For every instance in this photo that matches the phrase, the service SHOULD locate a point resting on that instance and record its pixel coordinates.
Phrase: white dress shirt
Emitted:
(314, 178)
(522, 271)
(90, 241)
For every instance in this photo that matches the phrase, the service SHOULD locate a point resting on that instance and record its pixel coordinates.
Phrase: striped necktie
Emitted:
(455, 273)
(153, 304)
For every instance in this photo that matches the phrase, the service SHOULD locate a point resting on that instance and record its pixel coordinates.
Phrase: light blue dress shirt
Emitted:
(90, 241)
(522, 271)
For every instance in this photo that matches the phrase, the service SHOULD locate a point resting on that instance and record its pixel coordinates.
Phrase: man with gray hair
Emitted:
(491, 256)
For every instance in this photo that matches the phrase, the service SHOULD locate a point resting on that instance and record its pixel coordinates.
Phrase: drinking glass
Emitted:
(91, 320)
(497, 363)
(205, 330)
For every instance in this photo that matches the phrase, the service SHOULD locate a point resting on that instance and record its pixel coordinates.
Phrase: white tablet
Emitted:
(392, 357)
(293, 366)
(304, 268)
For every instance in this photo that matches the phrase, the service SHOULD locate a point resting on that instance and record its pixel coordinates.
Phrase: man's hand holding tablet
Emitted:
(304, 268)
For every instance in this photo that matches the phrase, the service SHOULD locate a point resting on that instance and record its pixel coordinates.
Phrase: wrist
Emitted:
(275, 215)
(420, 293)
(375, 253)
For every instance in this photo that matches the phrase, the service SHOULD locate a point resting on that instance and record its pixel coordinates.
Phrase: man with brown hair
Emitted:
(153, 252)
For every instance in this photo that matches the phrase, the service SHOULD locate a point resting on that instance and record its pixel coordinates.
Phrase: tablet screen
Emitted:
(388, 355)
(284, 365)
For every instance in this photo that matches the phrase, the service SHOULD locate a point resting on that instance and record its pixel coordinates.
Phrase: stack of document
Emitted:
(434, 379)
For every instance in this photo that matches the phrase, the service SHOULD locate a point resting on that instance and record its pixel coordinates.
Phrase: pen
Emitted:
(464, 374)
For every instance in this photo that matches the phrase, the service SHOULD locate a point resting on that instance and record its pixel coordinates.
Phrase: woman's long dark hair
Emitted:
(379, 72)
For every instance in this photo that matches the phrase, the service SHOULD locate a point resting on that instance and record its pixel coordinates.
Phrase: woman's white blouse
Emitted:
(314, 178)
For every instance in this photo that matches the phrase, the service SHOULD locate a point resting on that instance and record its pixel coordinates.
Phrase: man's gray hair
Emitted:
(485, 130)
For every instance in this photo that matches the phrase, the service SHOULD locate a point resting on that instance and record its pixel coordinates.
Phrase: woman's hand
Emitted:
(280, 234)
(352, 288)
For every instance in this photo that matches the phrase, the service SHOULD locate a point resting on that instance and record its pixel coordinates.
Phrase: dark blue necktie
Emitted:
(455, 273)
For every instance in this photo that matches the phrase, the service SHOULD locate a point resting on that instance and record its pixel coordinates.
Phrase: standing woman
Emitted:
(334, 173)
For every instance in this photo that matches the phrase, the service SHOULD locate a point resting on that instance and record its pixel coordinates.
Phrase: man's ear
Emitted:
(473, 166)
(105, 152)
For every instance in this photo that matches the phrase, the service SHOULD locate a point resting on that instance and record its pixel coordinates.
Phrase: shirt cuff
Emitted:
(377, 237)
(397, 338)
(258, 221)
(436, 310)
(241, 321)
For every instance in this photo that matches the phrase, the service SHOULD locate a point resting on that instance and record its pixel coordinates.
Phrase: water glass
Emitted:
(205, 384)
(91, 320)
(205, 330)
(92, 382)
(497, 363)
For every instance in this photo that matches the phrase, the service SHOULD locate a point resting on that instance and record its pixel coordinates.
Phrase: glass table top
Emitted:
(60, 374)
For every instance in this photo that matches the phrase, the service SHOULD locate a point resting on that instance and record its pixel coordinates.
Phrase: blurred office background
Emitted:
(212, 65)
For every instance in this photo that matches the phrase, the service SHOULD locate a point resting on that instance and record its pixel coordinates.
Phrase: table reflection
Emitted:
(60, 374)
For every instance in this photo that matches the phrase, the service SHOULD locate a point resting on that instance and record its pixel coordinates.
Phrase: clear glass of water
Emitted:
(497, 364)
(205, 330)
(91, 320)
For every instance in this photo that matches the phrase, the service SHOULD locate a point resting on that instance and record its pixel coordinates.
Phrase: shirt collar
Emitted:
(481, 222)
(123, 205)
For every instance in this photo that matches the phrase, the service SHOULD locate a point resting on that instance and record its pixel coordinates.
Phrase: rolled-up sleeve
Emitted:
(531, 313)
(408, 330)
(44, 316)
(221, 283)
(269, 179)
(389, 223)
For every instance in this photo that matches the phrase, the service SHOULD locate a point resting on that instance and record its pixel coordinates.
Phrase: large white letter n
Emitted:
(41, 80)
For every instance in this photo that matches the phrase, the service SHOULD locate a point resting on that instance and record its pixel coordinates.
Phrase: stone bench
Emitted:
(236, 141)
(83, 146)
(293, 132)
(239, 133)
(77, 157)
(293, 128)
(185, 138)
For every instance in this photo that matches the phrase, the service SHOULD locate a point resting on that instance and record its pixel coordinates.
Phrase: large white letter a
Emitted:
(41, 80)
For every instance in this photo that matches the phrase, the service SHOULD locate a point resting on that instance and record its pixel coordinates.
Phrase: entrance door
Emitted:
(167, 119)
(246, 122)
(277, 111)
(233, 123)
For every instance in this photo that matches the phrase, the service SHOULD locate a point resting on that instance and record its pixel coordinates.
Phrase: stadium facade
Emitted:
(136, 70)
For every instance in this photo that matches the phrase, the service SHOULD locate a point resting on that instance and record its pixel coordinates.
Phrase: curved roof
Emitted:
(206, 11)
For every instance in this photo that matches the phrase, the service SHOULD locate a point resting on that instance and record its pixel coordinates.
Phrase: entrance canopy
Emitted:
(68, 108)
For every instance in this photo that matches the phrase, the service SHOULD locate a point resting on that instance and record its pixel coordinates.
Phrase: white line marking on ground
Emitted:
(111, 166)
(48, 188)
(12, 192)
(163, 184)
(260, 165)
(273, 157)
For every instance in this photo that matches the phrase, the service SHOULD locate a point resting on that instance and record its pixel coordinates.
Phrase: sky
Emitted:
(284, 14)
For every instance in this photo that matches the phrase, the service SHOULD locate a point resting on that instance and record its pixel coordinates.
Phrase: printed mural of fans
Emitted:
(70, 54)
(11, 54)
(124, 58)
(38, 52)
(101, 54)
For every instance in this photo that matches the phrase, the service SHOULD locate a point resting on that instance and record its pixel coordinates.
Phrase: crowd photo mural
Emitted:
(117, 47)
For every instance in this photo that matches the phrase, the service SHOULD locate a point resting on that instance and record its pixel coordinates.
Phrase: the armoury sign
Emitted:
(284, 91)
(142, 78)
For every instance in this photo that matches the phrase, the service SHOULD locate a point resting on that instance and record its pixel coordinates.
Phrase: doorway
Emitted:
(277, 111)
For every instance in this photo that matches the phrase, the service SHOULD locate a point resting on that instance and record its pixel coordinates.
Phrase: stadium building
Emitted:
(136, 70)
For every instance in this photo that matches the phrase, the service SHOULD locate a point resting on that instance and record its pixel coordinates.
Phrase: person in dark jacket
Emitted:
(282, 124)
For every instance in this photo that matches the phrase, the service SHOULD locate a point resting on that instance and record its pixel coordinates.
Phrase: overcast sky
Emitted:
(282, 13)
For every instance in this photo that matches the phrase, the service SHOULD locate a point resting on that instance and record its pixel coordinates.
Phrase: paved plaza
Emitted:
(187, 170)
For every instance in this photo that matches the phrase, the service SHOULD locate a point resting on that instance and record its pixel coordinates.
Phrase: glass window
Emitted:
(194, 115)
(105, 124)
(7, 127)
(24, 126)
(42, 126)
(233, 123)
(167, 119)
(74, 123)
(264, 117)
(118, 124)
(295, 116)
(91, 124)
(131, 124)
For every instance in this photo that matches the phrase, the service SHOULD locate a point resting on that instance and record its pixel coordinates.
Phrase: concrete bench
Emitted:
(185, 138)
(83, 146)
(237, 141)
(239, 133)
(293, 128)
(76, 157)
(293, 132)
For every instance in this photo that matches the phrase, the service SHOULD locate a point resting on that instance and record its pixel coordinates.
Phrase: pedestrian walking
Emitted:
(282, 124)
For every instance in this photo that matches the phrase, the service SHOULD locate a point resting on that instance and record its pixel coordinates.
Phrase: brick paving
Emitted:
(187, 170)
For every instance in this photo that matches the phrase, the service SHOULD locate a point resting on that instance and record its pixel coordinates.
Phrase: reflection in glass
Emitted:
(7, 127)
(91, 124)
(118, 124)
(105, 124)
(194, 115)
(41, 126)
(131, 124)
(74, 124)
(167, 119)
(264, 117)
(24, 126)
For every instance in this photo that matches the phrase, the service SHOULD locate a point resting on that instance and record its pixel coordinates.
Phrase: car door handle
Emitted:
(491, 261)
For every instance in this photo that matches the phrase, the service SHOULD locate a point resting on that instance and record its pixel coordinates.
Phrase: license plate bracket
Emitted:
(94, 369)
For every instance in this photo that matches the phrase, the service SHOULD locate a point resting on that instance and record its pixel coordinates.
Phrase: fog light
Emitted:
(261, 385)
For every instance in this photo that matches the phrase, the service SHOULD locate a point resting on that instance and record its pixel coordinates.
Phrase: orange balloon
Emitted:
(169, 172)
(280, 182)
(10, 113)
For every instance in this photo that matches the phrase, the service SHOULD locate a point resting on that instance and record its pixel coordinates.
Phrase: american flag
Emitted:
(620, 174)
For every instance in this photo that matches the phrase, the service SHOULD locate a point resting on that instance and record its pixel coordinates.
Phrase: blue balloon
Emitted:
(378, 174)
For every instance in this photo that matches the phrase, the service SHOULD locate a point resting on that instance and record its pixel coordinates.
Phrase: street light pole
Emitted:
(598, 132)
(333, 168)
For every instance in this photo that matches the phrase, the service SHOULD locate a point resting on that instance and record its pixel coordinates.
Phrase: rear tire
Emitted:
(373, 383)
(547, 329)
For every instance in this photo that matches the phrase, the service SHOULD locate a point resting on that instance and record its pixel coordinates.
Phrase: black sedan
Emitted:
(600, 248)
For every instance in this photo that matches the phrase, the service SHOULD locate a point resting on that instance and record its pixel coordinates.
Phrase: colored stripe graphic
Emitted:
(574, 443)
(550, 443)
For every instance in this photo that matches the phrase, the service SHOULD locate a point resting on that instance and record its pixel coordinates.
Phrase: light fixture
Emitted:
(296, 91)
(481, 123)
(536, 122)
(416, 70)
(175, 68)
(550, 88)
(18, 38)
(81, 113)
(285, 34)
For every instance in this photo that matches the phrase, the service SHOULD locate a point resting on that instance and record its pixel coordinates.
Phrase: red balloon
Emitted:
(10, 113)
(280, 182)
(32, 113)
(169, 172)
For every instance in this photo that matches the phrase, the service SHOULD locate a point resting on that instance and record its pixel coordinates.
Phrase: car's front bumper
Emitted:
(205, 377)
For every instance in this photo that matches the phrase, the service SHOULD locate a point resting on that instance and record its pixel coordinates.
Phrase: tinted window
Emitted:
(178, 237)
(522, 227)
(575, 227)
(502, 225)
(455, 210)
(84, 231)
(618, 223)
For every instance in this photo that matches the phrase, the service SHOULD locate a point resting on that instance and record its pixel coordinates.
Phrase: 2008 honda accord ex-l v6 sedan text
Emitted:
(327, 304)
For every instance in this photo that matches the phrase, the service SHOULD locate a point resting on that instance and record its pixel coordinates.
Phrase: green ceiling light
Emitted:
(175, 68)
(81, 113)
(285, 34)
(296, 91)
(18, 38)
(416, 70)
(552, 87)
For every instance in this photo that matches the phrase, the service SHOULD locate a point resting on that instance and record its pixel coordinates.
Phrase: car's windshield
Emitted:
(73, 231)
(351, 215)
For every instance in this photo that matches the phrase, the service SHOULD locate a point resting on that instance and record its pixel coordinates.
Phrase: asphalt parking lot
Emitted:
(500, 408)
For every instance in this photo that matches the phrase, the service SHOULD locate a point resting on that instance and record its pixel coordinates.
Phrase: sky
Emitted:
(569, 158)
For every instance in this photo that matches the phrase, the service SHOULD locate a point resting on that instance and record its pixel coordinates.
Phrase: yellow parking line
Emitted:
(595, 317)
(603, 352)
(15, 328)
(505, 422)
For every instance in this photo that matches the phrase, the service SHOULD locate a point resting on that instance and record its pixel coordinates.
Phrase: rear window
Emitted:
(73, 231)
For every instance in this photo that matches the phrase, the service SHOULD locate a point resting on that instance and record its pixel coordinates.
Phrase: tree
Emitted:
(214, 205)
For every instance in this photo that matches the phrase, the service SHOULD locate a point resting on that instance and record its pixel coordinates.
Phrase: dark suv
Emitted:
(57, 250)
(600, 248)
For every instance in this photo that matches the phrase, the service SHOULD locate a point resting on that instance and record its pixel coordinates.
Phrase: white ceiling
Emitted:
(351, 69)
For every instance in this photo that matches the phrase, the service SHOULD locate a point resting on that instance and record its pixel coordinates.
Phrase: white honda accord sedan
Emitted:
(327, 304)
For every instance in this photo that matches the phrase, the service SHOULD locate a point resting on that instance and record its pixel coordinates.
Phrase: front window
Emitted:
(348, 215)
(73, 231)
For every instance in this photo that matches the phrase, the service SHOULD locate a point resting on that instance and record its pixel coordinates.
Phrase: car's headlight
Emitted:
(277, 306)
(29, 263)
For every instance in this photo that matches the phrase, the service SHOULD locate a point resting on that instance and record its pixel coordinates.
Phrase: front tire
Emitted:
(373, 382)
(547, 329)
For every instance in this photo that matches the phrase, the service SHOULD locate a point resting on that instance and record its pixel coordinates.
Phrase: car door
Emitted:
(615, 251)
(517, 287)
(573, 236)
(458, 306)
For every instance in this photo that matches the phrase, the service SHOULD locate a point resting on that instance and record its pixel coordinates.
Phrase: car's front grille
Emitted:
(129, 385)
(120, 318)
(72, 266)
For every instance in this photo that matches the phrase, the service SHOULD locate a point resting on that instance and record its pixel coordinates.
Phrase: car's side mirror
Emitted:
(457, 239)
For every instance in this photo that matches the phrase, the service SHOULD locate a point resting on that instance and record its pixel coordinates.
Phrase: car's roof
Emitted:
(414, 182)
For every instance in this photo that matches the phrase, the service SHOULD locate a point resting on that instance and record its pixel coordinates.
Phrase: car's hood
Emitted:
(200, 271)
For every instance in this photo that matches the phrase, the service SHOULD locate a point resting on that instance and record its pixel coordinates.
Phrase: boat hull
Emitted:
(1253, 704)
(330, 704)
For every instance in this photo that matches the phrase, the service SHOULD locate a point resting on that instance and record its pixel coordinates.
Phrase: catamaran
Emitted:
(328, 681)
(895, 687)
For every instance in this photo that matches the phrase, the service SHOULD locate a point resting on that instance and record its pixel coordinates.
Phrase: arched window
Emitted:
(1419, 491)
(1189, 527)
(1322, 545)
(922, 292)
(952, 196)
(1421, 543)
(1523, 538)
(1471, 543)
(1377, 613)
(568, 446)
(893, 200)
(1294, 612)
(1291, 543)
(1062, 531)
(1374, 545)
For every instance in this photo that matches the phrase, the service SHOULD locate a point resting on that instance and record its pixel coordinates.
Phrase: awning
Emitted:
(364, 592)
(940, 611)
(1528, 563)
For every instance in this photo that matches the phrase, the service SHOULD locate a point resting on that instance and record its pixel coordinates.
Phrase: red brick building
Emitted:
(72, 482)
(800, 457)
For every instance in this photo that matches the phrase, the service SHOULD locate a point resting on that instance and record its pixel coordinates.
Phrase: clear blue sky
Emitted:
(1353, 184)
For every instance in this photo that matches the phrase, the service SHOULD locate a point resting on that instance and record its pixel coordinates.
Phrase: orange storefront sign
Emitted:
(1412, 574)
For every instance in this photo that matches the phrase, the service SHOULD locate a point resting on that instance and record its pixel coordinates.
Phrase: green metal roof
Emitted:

■ ■ ■ ■

● Problem:
The word "water" appears in some lines above. Return every one of those lines.

● Answer to this problem:
Phrase: water glass
Phrase: clear glass of water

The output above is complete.